Exercise description. Print the records below from the first line through the line containing "positive clicks: (122, 334)", both included, word for word.
-------- Data in this exercise --------
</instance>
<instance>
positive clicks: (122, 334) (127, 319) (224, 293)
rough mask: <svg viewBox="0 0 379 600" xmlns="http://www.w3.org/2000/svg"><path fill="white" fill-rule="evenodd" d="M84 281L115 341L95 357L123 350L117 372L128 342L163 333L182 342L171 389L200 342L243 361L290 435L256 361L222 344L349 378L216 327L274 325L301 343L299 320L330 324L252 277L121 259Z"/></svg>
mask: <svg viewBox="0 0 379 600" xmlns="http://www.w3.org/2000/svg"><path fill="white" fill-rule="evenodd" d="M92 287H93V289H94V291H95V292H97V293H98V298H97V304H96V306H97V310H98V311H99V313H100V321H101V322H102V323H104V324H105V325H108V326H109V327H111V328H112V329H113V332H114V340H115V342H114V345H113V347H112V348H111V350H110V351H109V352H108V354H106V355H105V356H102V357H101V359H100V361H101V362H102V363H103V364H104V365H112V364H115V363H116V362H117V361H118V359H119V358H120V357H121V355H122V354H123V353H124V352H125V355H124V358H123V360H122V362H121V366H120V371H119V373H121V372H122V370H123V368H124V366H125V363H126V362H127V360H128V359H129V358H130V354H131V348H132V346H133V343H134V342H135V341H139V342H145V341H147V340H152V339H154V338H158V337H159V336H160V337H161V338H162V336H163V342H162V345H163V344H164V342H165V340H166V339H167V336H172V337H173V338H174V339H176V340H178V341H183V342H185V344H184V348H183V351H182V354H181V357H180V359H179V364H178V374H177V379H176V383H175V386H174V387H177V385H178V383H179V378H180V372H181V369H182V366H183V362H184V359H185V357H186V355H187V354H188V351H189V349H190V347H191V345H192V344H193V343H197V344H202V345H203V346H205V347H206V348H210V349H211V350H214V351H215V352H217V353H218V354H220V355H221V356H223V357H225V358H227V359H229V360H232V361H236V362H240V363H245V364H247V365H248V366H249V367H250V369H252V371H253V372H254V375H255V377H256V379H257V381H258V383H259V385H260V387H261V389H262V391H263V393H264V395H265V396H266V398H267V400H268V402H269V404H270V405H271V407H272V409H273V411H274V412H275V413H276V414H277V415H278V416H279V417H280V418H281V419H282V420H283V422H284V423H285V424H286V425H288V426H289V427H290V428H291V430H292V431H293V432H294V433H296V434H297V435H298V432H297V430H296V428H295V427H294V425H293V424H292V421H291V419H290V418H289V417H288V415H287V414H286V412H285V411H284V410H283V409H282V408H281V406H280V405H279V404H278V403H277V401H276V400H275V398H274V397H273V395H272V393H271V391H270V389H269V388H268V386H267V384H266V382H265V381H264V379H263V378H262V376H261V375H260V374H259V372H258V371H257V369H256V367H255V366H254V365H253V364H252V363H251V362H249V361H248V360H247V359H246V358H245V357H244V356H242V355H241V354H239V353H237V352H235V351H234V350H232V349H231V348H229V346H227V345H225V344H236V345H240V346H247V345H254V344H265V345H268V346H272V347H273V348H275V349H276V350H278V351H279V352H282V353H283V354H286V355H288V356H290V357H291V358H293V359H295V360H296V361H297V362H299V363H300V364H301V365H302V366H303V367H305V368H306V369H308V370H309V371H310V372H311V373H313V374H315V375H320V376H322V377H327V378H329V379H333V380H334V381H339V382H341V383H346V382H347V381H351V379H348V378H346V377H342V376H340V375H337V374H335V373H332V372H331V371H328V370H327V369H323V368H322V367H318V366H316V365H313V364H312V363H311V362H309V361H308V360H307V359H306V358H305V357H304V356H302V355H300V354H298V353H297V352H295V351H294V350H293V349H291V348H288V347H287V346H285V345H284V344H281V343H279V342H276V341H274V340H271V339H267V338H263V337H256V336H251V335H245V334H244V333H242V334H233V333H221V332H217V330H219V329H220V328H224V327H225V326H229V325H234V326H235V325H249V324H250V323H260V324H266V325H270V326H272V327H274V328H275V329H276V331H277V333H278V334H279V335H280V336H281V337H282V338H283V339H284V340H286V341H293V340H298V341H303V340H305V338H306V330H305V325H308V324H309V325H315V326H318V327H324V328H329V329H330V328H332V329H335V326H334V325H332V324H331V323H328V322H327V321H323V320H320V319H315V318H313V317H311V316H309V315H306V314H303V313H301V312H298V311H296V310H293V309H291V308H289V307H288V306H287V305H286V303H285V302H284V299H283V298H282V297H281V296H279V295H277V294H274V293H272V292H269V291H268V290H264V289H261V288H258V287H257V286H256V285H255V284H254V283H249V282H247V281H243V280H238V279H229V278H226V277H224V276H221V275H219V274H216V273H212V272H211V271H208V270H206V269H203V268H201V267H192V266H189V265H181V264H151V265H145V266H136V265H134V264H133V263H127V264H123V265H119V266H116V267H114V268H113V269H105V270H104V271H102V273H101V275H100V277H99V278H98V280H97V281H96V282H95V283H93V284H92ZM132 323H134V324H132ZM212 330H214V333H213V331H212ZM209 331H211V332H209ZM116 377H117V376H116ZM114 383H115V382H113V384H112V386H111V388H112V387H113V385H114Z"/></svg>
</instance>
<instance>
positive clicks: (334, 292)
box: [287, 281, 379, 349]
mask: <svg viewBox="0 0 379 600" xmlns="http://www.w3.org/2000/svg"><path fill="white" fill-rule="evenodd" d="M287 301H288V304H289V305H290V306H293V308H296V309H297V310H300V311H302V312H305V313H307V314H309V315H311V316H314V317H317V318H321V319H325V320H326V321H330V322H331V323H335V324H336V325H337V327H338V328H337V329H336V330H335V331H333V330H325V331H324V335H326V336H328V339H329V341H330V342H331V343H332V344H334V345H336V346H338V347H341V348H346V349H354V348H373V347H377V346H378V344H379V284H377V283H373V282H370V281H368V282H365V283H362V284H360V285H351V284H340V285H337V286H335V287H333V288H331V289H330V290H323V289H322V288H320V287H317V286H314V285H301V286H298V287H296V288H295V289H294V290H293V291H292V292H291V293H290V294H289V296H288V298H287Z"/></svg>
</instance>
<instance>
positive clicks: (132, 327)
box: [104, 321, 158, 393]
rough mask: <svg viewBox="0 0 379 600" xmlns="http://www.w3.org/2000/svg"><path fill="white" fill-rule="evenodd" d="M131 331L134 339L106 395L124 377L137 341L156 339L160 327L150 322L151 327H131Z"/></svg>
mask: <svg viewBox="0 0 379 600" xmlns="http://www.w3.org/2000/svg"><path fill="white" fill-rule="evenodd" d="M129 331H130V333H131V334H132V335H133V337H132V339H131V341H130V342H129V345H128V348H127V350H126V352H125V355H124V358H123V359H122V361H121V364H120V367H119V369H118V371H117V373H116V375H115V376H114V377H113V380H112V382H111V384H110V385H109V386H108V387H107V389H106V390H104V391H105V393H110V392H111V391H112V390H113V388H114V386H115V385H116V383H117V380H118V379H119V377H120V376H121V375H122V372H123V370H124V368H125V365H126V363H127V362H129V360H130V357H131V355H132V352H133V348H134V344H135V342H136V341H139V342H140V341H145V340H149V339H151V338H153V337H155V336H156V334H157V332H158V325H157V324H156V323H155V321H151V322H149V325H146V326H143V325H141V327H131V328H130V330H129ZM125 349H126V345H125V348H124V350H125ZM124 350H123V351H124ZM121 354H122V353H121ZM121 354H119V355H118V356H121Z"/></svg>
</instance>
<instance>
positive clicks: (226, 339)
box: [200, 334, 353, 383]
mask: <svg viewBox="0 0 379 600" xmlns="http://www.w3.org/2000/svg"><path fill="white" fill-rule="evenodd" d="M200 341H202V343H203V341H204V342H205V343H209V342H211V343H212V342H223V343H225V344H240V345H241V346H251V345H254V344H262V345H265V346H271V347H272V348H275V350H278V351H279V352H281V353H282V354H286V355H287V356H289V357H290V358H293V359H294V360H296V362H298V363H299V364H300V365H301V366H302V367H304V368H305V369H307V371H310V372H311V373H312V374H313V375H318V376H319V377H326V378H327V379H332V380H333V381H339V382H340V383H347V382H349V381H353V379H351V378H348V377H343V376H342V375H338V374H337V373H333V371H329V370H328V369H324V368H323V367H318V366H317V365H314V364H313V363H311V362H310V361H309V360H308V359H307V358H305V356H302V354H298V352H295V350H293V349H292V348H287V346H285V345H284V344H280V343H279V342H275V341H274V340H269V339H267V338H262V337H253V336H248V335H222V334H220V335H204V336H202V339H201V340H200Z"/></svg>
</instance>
--------
Response.
</instance>
<instance>
positive clicks: (122, 334) (127, 319) (224, 293)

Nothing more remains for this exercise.